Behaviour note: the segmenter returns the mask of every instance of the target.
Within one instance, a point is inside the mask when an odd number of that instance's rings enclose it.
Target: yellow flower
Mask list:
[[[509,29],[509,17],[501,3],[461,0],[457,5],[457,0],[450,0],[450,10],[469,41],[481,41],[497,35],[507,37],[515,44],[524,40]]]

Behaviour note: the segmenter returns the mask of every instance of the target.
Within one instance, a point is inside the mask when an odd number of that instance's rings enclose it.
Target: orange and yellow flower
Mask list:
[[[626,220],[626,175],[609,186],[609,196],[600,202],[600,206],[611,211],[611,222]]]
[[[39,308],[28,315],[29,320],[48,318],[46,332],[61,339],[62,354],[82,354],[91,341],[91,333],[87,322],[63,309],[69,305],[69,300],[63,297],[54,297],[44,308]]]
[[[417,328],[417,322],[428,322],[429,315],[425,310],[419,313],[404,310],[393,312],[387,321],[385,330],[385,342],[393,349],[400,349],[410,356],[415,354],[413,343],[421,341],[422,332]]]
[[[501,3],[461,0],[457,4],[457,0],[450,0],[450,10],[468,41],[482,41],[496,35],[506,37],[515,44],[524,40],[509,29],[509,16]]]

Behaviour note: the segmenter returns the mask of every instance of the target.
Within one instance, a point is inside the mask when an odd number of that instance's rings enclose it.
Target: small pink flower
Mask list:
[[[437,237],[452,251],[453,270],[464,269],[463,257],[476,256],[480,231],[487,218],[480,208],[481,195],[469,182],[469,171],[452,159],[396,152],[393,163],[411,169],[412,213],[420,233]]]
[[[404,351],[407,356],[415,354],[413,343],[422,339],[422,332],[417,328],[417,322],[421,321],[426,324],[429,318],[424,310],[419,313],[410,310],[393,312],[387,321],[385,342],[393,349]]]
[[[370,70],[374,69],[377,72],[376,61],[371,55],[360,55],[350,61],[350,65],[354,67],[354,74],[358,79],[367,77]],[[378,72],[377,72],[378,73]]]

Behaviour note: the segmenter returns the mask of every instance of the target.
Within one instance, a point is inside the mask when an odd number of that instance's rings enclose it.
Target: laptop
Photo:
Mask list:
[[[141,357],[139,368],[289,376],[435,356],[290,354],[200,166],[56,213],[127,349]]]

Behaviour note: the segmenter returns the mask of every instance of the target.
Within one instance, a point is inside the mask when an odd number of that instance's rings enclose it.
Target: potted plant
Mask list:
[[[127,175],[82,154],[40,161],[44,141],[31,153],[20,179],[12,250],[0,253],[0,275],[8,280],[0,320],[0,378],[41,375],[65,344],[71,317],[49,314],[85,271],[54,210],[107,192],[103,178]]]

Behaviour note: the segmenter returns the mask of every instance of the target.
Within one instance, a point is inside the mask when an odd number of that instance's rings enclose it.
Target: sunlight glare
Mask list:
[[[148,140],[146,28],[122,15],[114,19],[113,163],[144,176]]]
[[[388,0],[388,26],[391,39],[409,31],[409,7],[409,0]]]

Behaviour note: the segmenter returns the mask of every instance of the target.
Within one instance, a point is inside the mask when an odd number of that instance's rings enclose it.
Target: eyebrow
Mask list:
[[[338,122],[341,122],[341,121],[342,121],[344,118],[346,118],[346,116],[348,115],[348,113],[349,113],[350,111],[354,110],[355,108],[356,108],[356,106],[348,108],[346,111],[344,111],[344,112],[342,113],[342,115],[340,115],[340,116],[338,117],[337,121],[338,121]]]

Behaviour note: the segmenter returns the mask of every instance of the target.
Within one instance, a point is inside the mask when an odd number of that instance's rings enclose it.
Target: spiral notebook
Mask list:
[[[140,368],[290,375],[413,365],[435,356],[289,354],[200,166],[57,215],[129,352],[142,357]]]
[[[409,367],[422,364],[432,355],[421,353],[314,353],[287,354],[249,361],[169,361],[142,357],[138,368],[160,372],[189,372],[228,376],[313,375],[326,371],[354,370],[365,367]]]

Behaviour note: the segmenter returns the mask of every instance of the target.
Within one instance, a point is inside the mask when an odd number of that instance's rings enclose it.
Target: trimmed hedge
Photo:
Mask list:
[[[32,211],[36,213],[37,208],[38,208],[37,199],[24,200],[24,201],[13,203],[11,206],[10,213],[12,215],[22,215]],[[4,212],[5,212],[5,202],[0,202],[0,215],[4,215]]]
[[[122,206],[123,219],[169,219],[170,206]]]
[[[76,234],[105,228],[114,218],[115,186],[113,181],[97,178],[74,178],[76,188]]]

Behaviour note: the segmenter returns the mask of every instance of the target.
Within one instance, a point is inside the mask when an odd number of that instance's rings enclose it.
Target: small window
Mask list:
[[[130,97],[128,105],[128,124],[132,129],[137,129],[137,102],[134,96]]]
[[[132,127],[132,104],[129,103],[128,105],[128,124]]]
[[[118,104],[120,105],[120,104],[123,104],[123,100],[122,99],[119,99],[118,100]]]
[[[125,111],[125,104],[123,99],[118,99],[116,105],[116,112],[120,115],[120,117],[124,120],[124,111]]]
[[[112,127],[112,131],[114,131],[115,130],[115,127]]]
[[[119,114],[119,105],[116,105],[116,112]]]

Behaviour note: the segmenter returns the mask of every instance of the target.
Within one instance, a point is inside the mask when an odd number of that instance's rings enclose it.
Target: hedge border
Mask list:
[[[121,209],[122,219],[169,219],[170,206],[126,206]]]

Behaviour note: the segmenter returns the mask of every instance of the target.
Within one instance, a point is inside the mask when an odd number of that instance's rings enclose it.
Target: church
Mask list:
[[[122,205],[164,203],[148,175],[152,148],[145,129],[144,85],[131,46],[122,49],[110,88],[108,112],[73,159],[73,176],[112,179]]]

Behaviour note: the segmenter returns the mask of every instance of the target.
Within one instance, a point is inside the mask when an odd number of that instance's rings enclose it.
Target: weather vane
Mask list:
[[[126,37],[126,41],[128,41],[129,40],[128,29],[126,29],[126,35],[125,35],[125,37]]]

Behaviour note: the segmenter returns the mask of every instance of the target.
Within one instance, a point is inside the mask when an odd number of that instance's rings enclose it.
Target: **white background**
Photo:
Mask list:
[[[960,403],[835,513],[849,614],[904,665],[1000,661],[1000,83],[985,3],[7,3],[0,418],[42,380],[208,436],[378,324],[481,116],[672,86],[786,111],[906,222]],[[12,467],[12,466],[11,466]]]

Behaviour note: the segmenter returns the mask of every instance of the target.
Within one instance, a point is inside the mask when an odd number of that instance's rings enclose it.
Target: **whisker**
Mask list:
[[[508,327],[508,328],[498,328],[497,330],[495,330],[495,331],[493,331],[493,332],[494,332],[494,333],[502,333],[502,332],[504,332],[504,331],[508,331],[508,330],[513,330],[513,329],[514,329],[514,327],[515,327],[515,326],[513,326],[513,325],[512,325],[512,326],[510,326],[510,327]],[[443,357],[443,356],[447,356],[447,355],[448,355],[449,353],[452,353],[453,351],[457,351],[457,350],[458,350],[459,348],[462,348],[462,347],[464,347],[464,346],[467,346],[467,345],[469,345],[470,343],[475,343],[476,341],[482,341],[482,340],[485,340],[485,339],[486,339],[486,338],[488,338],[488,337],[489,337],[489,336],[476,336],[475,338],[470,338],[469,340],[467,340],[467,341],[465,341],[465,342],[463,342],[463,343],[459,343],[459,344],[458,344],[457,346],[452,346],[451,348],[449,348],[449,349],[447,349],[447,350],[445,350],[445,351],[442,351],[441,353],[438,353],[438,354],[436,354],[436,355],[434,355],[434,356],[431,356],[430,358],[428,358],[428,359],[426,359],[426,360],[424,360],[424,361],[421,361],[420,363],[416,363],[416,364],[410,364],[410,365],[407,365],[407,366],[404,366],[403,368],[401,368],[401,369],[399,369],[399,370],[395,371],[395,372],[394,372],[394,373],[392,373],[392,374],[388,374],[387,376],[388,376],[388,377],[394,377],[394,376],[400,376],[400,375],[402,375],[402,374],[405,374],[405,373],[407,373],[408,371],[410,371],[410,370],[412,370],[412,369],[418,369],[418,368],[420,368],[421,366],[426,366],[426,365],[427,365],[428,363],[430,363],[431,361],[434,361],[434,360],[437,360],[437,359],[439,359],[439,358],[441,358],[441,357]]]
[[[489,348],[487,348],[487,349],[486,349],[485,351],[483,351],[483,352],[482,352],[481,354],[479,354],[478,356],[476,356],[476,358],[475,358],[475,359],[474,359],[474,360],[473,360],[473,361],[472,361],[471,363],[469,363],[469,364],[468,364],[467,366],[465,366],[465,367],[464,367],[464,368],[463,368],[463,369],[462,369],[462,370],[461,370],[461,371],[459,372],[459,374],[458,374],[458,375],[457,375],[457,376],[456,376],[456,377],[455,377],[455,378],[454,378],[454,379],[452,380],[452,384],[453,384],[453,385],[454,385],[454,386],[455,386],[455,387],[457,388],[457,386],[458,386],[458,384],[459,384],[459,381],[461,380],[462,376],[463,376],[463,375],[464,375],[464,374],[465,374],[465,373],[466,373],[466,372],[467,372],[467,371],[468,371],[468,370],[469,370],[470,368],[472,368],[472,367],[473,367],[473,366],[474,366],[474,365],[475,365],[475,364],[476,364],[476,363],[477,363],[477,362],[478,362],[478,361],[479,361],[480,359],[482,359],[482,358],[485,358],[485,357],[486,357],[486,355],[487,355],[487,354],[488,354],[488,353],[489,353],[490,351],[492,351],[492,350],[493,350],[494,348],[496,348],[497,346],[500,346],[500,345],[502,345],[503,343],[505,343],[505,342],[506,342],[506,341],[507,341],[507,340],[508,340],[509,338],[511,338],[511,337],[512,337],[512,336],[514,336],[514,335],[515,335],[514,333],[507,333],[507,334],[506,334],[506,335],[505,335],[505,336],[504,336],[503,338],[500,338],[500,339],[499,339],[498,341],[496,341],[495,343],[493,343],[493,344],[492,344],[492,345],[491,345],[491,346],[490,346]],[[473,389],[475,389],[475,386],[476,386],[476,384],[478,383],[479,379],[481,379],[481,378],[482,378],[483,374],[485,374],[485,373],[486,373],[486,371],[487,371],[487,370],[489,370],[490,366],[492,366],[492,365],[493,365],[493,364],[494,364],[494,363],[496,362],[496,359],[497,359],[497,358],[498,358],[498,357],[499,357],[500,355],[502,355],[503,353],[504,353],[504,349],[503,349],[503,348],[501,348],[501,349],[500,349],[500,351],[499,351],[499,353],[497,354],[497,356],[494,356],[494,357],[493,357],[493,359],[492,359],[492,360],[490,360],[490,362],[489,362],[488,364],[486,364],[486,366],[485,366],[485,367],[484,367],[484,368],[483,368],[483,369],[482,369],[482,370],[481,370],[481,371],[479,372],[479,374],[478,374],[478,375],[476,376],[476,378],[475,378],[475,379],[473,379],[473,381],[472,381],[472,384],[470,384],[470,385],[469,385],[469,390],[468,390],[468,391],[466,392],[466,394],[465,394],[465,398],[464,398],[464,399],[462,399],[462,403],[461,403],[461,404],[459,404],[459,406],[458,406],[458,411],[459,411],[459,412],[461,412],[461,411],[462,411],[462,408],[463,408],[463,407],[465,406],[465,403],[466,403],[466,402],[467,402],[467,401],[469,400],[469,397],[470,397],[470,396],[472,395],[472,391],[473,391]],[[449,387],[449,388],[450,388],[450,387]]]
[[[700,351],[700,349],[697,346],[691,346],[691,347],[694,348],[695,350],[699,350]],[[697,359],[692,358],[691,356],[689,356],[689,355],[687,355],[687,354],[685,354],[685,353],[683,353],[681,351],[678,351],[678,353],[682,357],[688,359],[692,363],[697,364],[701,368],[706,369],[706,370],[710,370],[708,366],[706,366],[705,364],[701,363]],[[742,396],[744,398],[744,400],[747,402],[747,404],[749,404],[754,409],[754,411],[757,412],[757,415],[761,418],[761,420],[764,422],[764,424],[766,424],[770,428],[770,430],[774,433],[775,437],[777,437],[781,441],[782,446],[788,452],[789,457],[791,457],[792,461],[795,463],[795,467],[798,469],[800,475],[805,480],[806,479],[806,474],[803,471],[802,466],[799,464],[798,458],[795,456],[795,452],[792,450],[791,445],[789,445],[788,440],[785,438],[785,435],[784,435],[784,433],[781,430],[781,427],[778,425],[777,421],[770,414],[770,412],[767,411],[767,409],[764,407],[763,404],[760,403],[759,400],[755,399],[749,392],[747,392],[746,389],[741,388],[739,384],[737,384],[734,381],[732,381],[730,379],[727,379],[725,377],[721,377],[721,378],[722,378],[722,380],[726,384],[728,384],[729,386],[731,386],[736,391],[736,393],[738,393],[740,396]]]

────────────────────────────────────────

# [Task requirements]
Only the number is wanted: how many lines in the data include the string "small"?

# [Expected answer]
2